---------- Supplied information ----------

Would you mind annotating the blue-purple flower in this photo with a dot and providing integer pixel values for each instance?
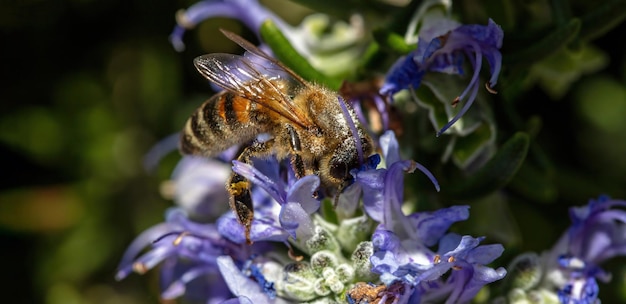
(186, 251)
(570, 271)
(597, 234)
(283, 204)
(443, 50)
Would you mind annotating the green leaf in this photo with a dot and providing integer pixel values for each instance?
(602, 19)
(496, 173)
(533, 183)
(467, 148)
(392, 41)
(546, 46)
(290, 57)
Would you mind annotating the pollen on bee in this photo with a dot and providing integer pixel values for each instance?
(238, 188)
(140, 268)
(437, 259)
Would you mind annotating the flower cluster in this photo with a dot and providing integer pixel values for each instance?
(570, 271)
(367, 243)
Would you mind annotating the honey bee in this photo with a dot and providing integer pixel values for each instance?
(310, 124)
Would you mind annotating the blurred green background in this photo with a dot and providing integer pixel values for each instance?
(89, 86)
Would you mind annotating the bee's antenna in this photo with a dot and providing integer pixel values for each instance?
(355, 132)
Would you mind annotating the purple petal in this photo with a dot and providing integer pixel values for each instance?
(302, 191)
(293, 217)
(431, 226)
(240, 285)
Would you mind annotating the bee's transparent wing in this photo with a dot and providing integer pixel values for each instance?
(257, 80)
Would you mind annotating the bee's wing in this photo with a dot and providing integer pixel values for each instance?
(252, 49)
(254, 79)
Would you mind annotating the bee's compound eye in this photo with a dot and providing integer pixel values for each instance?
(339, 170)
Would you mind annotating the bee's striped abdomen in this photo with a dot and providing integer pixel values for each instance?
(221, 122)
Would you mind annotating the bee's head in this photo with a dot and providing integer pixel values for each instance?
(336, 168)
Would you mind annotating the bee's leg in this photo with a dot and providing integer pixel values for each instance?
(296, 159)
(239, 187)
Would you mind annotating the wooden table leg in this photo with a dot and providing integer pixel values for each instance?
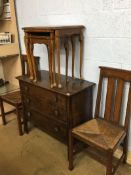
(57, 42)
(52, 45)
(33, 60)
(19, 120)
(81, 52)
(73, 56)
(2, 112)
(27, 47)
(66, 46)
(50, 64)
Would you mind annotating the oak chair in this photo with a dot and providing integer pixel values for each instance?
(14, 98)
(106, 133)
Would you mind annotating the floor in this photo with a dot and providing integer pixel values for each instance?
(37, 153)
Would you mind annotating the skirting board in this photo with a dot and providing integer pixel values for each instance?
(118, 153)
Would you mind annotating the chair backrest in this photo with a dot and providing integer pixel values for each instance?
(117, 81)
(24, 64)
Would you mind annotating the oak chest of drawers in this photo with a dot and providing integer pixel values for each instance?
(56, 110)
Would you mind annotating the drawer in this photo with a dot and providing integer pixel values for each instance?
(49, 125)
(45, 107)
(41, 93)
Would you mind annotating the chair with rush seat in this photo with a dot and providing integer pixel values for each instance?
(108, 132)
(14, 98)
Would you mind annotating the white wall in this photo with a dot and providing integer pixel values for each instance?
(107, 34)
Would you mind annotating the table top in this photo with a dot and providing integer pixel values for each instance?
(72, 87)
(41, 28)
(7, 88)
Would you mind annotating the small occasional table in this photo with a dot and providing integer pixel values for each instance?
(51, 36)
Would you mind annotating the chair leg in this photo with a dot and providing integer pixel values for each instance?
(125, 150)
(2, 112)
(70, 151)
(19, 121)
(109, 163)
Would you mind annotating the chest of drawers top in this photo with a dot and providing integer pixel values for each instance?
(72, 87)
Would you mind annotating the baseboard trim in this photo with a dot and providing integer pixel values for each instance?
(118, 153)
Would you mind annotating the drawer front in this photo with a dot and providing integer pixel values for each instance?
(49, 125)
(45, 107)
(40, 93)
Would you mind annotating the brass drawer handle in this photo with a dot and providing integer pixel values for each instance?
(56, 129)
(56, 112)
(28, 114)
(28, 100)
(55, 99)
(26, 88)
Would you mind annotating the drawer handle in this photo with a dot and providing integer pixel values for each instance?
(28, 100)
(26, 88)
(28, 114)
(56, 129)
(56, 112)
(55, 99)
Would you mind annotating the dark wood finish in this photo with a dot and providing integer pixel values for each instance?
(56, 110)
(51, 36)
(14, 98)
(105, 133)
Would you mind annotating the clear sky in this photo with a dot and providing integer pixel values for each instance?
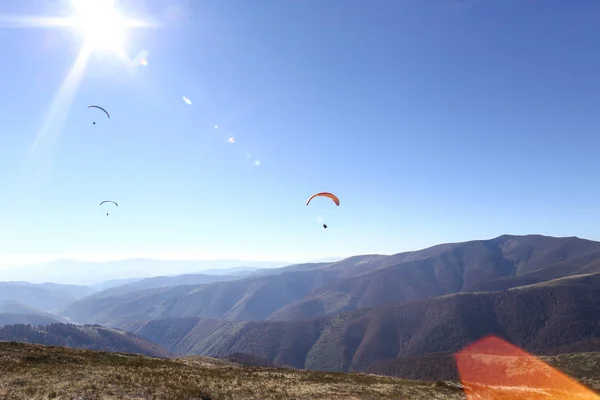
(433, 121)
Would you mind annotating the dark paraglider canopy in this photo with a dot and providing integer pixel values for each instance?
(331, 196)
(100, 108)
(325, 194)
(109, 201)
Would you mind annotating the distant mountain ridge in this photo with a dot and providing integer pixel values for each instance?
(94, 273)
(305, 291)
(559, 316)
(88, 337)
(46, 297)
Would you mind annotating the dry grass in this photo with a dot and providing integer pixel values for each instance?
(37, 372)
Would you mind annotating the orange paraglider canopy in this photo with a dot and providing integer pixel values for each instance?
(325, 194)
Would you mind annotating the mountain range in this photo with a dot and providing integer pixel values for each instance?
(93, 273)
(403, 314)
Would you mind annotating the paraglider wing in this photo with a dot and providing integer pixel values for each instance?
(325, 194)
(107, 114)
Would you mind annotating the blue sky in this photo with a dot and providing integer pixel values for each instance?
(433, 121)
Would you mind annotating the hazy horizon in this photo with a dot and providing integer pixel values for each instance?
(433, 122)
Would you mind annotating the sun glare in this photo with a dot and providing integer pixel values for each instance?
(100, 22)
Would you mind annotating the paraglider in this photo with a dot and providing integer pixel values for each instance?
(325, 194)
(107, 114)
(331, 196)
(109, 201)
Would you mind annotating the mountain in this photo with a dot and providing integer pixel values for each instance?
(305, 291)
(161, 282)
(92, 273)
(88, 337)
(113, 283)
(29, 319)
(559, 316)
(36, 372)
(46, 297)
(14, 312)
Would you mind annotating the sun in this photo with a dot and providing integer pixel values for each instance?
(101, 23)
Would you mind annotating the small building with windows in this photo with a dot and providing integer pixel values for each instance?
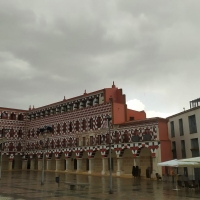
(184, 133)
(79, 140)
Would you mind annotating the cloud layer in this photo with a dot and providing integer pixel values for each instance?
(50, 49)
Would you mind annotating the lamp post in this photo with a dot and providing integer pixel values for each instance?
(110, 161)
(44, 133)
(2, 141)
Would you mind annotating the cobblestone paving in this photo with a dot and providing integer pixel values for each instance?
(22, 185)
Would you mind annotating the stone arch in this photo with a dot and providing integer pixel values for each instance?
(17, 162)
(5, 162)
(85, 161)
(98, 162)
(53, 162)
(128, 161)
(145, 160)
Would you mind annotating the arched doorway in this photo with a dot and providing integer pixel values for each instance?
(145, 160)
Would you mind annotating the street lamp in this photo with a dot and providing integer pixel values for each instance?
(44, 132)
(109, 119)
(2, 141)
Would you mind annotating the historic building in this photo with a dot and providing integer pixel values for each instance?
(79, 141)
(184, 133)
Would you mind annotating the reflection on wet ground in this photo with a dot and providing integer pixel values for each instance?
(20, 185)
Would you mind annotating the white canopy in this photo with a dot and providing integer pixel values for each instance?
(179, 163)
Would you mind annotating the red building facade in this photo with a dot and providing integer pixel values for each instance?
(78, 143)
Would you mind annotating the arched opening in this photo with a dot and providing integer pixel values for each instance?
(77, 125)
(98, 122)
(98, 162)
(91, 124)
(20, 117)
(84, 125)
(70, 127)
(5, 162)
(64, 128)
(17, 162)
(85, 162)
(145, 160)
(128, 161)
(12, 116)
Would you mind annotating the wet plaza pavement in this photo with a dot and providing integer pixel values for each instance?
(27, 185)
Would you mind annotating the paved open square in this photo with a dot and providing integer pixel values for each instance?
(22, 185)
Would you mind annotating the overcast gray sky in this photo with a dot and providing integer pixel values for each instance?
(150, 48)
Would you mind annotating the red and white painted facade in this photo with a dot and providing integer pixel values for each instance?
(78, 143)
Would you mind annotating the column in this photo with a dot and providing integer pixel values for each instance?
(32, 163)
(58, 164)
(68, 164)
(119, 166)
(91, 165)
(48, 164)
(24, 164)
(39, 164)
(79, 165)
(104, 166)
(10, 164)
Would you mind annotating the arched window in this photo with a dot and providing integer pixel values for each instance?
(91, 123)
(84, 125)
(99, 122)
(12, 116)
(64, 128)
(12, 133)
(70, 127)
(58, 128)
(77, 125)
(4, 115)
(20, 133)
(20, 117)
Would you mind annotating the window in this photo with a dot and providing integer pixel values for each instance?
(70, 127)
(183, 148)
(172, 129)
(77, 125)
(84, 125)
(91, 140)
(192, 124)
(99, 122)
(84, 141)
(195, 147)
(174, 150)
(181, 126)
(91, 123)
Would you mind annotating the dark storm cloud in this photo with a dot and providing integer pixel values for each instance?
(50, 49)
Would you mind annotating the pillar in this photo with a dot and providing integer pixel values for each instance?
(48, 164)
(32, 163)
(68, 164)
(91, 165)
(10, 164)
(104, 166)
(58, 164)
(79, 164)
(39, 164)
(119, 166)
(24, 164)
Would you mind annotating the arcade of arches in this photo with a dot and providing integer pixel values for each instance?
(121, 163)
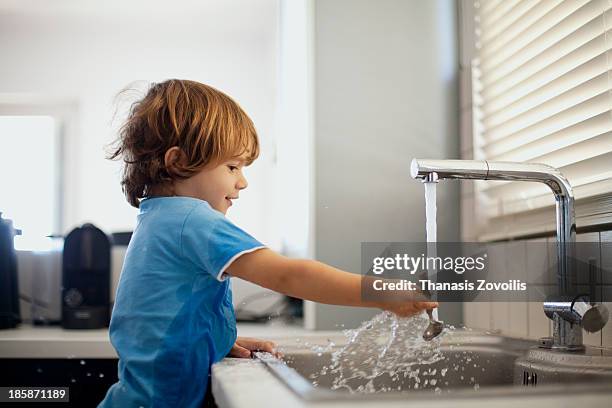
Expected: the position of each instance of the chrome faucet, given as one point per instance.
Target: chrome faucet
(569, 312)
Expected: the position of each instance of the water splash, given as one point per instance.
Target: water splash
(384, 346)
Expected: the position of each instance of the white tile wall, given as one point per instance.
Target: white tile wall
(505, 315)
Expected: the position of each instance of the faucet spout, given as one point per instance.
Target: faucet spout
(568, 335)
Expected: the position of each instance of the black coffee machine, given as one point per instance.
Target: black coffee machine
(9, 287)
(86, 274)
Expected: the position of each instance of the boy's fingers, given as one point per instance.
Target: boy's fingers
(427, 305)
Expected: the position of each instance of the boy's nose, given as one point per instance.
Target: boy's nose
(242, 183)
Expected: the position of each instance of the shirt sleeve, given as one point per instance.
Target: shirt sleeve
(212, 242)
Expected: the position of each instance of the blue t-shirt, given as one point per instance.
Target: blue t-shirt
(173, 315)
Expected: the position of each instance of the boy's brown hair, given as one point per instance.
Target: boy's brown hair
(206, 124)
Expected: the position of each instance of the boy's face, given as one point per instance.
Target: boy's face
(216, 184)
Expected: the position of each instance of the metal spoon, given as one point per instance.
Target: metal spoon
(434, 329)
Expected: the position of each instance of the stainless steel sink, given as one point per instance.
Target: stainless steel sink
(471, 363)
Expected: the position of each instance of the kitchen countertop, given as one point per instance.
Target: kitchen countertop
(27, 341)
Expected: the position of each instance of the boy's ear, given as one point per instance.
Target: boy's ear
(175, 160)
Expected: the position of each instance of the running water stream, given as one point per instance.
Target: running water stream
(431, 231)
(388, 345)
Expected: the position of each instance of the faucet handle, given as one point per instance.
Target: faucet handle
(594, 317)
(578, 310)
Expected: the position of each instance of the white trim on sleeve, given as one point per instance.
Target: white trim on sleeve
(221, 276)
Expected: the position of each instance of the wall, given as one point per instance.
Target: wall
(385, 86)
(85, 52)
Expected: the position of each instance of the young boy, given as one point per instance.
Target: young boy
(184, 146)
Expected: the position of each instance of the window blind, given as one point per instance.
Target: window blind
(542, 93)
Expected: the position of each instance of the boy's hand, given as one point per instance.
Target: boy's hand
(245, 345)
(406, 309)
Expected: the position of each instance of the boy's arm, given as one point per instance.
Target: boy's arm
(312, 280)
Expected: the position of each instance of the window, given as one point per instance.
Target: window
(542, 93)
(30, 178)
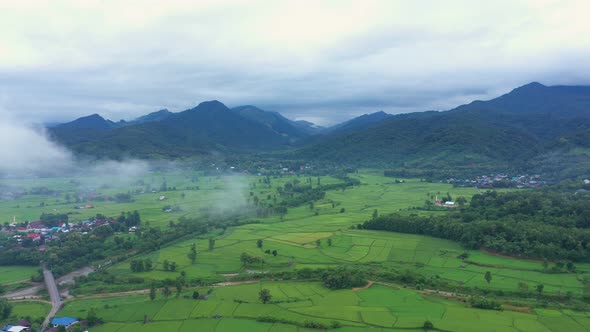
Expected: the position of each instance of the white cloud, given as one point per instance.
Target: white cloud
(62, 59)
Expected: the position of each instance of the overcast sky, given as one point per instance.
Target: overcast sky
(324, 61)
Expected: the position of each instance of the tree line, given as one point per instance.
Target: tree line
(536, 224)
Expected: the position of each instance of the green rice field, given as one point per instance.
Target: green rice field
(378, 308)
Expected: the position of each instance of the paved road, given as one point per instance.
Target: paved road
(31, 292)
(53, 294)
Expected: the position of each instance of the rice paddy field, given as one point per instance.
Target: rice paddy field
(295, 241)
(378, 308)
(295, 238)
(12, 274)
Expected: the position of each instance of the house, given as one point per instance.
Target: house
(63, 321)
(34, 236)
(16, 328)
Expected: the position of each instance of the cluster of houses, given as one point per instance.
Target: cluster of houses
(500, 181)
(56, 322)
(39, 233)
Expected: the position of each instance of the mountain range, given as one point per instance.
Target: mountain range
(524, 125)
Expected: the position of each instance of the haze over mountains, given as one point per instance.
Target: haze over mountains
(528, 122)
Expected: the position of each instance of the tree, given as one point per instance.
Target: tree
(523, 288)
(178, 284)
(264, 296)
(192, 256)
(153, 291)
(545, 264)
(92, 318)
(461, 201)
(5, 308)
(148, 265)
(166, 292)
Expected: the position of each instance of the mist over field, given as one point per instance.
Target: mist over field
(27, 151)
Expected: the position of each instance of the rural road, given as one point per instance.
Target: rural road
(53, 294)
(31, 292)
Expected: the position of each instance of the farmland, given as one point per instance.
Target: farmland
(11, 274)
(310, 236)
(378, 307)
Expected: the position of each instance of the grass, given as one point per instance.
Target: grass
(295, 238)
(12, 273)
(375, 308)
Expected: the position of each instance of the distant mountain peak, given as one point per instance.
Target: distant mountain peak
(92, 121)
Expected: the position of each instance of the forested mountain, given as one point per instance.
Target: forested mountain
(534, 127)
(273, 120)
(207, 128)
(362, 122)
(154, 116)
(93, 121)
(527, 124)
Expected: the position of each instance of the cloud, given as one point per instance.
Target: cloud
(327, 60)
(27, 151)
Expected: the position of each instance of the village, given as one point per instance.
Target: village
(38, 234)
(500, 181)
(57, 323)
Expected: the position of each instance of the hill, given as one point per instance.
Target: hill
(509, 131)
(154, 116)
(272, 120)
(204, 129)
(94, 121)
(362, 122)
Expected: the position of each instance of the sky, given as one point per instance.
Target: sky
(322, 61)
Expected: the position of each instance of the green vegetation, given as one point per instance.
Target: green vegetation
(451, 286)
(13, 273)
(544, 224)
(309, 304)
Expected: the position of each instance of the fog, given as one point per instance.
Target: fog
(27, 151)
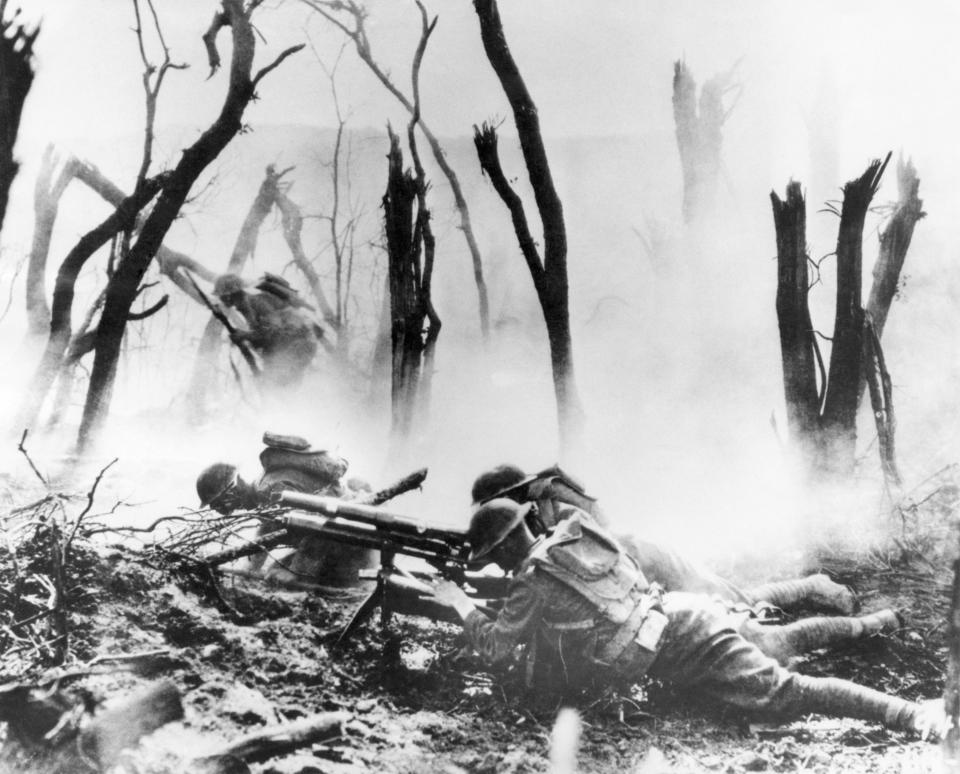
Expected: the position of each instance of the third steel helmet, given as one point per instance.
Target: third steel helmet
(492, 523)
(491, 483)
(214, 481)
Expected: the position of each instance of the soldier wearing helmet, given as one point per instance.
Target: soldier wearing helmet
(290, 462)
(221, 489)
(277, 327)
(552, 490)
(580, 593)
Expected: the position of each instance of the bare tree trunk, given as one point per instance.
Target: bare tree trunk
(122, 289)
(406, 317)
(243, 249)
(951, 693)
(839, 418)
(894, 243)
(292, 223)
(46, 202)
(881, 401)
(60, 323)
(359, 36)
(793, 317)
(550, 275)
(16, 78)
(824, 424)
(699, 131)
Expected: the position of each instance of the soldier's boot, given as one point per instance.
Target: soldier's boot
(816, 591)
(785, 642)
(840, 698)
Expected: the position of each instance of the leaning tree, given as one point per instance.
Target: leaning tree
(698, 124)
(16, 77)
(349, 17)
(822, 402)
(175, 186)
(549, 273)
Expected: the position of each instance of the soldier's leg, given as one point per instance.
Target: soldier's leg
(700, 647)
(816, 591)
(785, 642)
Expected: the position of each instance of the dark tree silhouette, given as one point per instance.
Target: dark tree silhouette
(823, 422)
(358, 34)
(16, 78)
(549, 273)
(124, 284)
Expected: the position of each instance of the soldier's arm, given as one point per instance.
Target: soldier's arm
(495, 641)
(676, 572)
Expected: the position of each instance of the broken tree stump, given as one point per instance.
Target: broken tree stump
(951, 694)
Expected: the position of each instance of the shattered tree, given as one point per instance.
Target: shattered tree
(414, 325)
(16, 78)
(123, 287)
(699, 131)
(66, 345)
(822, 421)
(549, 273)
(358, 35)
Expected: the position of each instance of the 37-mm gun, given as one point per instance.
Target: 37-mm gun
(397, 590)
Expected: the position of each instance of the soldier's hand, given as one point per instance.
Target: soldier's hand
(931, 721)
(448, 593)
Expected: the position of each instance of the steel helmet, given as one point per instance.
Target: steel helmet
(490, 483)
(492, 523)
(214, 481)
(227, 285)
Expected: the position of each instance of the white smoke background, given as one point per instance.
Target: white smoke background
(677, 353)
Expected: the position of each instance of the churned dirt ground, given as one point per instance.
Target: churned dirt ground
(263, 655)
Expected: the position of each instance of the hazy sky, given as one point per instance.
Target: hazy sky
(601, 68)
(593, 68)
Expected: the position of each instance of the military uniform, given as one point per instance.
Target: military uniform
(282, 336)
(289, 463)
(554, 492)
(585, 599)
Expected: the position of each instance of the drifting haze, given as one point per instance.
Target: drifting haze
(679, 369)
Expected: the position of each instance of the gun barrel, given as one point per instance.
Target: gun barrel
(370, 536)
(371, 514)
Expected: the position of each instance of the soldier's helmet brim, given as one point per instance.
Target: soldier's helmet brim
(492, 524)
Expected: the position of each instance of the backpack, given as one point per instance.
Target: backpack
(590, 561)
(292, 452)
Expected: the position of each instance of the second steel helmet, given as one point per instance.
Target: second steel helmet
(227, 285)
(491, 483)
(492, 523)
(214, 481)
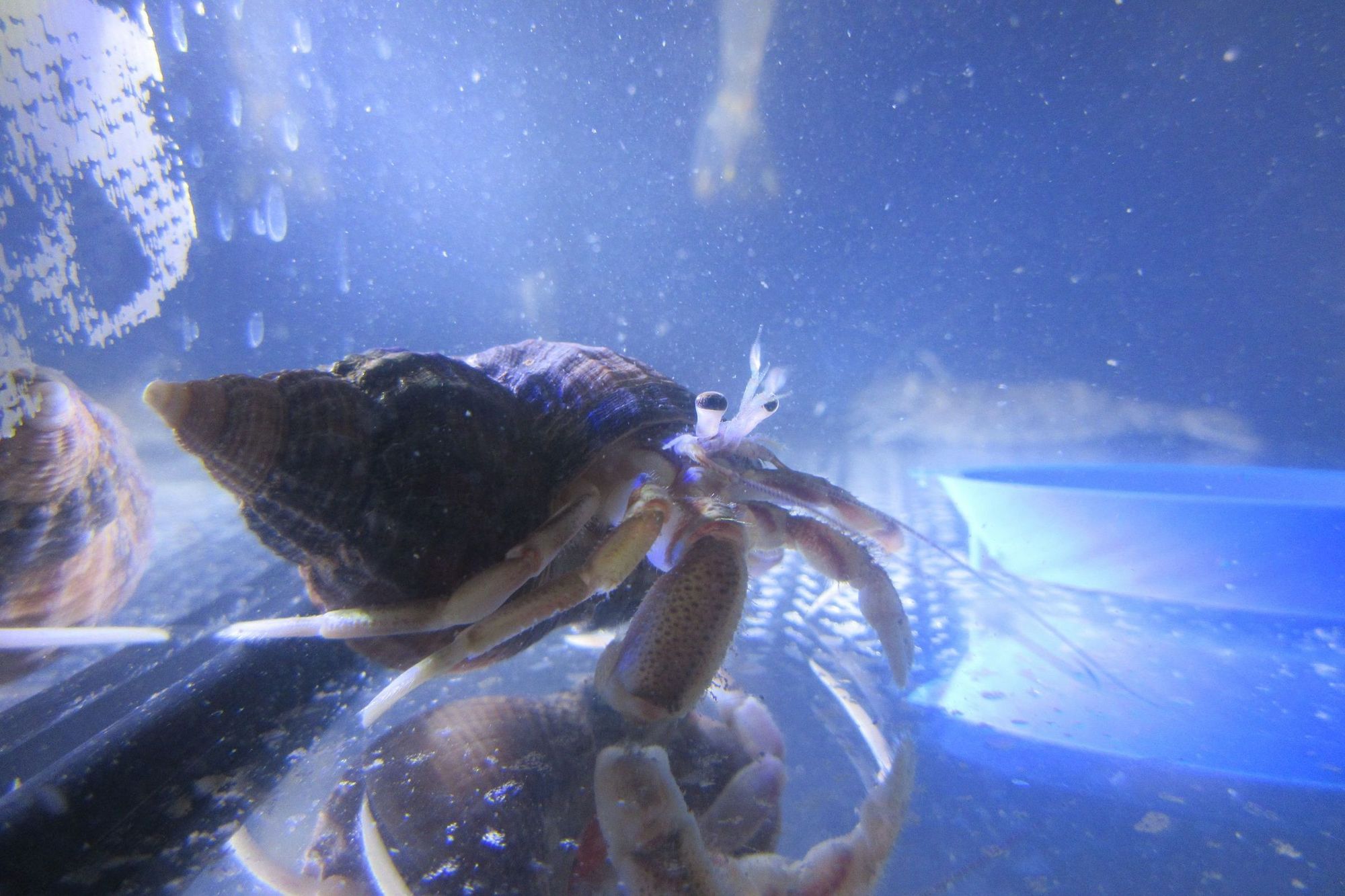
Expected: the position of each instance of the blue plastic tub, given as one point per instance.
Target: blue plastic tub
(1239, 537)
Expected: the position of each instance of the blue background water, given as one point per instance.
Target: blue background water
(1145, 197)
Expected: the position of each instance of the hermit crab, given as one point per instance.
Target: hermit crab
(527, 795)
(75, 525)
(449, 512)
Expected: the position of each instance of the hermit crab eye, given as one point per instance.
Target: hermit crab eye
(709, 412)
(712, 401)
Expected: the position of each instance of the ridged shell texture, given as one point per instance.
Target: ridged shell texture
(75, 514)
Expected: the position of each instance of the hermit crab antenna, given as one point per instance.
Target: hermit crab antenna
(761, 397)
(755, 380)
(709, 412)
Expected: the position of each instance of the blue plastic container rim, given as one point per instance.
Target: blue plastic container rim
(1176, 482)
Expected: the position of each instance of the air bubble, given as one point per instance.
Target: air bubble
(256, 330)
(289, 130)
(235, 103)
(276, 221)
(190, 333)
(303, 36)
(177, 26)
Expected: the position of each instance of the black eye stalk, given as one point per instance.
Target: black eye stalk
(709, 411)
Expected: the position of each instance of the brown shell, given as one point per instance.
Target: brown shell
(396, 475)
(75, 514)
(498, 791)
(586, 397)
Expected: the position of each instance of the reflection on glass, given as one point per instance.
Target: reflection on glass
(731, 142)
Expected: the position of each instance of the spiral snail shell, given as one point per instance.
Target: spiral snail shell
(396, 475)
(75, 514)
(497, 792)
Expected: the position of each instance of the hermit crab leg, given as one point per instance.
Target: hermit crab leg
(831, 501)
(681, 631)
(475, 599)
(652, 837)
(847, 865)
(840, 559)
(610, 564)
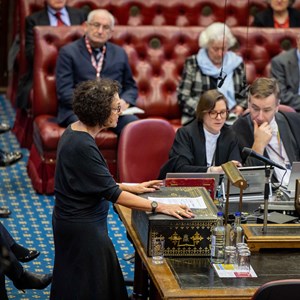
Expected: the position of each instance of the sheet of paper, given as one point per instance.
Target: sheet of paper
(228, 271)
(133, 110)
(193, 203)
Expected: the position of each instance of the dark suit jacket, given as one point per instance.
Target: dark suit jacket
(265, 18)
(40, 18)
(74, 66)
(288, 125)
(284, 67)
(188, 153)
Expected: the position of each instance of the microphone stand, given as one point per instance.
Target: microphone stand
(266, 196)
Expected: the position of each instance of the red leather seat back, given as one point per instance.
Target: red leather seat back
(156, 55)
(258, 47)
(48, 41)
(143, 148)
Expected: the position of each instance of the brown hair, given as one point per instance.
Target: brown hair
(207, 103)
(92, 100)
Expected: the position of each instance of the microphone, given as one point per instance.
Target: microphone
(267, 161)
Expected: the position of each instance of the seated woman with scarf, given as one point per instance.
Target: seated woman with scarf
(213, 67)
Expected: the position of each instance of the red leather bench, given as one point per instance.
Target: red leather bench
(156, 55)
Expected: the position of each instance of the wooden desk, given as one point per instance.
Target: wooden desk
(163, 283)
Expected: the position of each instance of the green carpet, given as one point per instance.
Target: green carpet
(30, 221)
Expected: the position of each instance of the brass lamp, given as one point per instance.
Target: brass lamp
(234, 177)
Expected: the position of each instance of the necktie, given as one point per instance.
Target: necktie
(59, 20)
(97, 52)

----------

» Work to be completed
Every line above from the line with "Target: chrome faucet" to the line with "Expected: the position of each instance of the kitchen" is wanted, ends included; write them out exactly and add no other line.

» Finished exercise
Target: chrome faucet
(569, 312)
Expected: the position of each instance of the water splash, given as one point per instance.
Target: water splash
(384, 346)
Expected: the position of each instance of the white tile wall, given as one point per instance.
Target: white tile wall
(505, 315)
Expected: the position of each instance of the faucet spout, given as one point per instance.
Target: faucet spout
(568, 335)
Expected: the position of each instance of the black coffee machine, given as one point per instance.
Target: black coffee machine
(9, 287)
(86, 274)
Expected: the position of each instance of the boy's fingers, given as one point per instance.
Target: boy's fingers
(427, 305)
Expected: the position of each instance of the boy's nose, given as one point per instance.
Target: boy's nose
(242, 183)
Expected: the position of each instance of the shirt sleeve, given as one point per instance.
Target: shirt sleeve
(212, 242)
Expected: the position of each instance of the blue t-shirt, given as one point per instance.
Target: blue t-shirt
(173, 315)
Expected: the position of each instance of the boy's brown hair, given as one point per instance.
Target: boy's brown hair
(206, 124)
Expected: the position of each instance of the boy's face, given as one point per instance.
Target: boy's face
(216, 184)
Expected: the position of each instance of the metal spoon, given as one point per instance.
Target: metal spoon
(434, 329)
Expected: the position of each instance of the stainless steel sink, given as one point per instance.
Target: stainless steel sink
(471, 363)
Expected: the position of each instance of the kitchen countertop, given as one point per instance.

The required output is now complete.